● **Directions for this task**
Arrange all of the items below as a numbered list, leaving out any blank lines.

══ Task input

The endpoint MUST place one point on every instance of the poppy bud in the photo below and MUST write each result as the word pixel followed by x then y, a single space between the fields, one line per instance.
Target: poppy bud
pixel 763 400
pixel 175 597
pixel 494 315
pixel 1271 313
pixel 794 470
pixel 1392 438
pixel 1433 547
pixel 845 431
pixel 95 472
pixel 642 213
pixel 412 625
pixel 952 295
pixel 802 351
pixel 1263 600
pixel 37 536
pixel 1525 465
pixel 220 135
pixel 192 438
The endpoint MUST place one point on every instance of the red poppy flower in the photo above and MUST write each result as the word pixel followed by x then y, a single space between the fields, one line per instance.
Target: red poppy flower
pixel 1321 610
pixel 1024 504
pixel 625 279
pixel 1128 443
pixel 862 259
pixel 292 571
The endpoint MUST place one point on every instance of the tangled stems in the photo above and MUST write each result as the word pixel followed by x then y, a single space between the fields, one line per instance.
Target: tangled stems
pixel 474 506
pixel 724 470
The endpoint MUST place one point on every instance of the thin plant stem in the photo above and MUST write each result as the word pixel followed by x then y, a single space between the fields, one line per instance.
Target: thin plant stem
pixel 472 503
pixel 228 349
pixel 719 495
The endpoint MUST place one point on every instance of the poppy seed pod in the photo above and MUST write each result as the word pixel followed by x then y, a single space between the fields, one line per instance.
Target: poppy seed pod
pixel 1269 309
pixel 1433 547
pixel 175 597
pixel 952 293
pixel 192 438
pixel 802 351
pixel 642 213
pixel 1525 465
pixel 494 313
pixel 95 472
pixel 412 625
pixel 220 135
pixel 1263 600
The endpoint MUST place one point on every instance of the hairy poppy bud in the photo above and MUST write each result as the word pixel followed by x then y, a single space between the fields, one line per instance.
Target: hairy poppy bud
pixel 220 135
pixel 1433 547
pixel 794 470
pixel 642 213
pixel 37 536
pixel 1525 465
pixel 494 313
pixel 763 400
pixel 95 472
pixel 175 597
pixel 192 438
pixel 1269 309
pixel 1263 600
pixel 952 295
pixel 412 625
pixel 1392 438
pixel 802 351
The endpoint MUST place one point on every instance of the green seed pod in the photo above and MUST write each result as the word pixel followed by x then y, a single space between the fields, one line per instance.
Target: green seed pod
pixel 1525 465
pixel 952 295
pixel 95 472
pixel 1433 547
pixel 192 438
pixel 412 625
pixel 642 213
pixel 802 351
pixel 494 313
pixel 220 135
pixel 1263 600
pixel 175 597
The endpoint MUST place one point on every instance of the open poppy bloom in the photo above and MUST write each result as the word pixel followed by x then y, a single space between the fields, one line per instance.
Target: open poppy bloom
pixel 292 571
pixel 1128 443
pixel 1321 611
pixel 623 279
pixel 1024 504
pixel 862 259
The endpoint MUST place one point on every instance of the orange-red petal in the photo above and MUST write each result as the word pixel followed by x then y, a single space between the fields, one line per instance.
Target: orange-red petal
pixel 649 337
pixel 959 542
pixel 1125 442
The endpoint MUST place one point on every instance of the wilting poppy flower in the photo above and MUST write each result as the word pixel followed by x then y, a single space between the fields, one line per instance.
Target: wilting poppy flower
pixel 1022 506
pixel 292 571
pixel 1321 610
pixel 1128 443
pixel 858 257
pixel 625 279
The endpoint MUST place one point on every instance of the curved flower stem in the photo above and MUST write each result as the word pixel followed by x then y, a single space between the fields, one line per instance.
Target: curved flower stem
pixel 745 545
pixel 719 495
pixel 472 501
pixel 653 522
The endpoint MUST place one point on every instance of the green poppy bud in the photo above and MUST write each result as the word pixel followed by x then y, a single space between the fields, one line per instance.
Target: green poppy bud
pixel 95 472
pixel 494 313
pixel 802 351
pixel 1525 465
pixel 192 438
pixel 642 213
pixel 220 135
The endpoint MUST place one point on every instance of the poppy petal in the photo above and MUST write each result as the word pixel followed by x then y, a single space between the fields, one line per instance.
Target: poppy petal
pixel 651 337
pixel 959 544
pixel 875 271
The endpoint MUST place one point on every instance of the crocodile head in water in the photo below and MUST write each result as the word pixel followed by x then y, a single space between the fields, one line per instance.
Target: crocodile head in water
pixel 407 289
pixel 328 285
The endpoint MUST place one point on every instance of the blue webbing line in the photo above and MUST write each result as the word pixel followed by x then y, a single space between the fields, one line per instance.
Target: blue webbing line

════

● **The answer**
1. The endpoint MUST place one point on every instance of the poppy bud in the photo below and MUST write each result as the word pixel followed by x then y, a single space between the fields, one line per instance.
2. Target: poppy bud
3. pixel 763 400
4. pixel 175 597
5. pixel 494 315
6. pixel 1271 313
7. pixel 794 470
8. pixel 1392 438
9. pixel 1433 547
10. pixel 845 431
11. pixel 95 472
12. pixel 642 213
13. pixel 412 625
14. pixel 952 295
15. pixel 802 351
16. pixel 1263 600
17. pixel 37 536
18. pixel 1525 465
19. pixel 220 135
20. pixel 192 438
21. The endpoint MUST place one point on every instance of the red poppy flower in the photo above and MUST write each result as the word pixel followed by x then y, a single space between the fields, one line per instance.
22. Target: red poppy flower
23. pixel 1321 610
24. pixel 1024 504
25. pixel 625 279
26. pixel 1128 443
27. pixel 862 259
28. pixel 292 571
29. The endpoint MUST place one point on every instance of the tangled stems in the photo above and MUST write each result as the word pixel followed by x then y, a single space between the fields, one line per instance.
30. Target: tangled stems
31. pixel 474 506
32. pixel 724 470
33. The endpoint MUST place one point on every instance of the thin plant stem in the photo above and MUST write each result as the word pixel followed by x then y, a single space between the fields, one line per instance.
34. Target: thin plant stem
35. pixel 472 503
36. pixel 228 349
37. pixel 719 495
38. The endpoint MUST place one point on every instance of the poppy seed pod in the photo above and MUST write each result as the word pixel followed by x then y, a single space between the fields, one line per instance.
39. Target: poppy seed pod
40. pixel 1269 309
41. pixel 1433 547
42. pixel 175 597
43. pixel 952 293
44. pixel 192 438
45. pixel 802 351
46. pixel 642 213
47. pixel 1525 465
48. pixel 494 313
49. pixel 95 472
50. pixel 412 625
51. pixel 220 135
52. pixel 1263 600
53. The endpoint MUST place one point on every instance of the hairy poppy bud in the photo above and MUST write each result as the word pixel followed by x then y, a single space between the fields, one line per instance.
54. Target: hairy poppy bud
55. pixel 220 135
56. pixel 1433 547
57. pixel 794 470
58. pixel 642 213
59. pixel 37 536
60. pixel 1525 465
61. pixel 494 313
62. pixel 763 400
63. pixel 95 472
64. pixel 175 597
65. pixel 192 438
66. pixel 1269 309
67. pixel 1263 600
68. pixel 952 295
69. pixel 412 625
70. pixel 1392 438
71. pixel 802 351
72. The endpoint MUST place one point on every instance of the green seed pod in the photo above and MUST write each result as the word pixel followed by x then y, a single space between the fields, one line per instance.
73. Target: green seed pod
74. pixel 1525 465
75. pixel 952 295
76. pixel 95 472
77. pixel 1433 547
78. pixel 192 438
79. pixel 412 625
80. pixel 642 213
81. pixel 802 351
82. pixel 494 313
83. pixel 220 135
84. pixel 1263 600
85. pixel 175 597
86. The endpoint MUST place one point on every instance of the open poppy bloom in the photo above and MUST write each result as the word pixel followed by x then y, a single space between the fields, one line per instance.
87. Target: open poppy bloom
88. pixel 292 571
89. pixel 1128 443
90. pixel 1321 611
91. pixel 623 279
92. pixel 1024 504
93. pixel 862 259
94. The endpoint MUST place one point on every instance of the orange-red petal in the photo above and MUST write each result as the word pixel followed by x then y, a single space between the fields, one line per instance.
95. Target: orange-red petal
96. pixel 649 337
97. pixel 959 542
98. pixel 1125 442
99. The endpoint MUST place one point on every instance of the wilting poppy flower in the photo above and MUST write each result as the word pixel followed by x then y, a single space between the fields, one line per instance.
100. Target: wilting poppy flower
101. pixel 1022 506
102. pixel 292 571
103. pixel 1321 610
104. pixel 1128 443
105. pixel 858 257
106. pixel 625 279
107. The endpoint MUST place one point on every instance of the curved flower stem in the photo above and MUST write each result as the word pixel followed by x then y, a single space between the fields, one line per instance.
108. Target: curved flower stem
109. pixel 745 545
110. pixel 719 495
111. pixel 472 501
112. pixel 653 522
113. The endpoint MUST place one point on every instance of the green poppy bud in the photo above and MUST write each result as the word pixel followed by x then y, a single space between the fields, one line per instance.
114. Target: green poppy bud
115. pixel 95 472
116. pixel 494 313
117. pixel 802 351
118. pixel 1525 465
119. pixel 192 438
120. pixel 642 213
121. pixel 220 135
122. The endpoint MUST place one point on every instance of the poppy petal in the photo above and MUST write each result as the word pixel followed by x then y, a single space between the fields, one line per instance.
123. Target: poppy petal
124. pixel 651 337
125. pixel 959 544
126. pixel 875 271
127. The endpoint MUST place one point on every instance of the crocodile head in water in the photo below and MUST write each result as the word pixel followed by x then y, a single space between the fields, one line per instance.
128. Target: crocodile head in water
129. pixel 407 289
130. pixel 328 285
131. The endpoint MUST place one point on every instance of the blue webbing line in the photo above and MUST write each result as the word pixel followed by x then y, a single space between the fields, one line per instance.
132. Target: blue webbing line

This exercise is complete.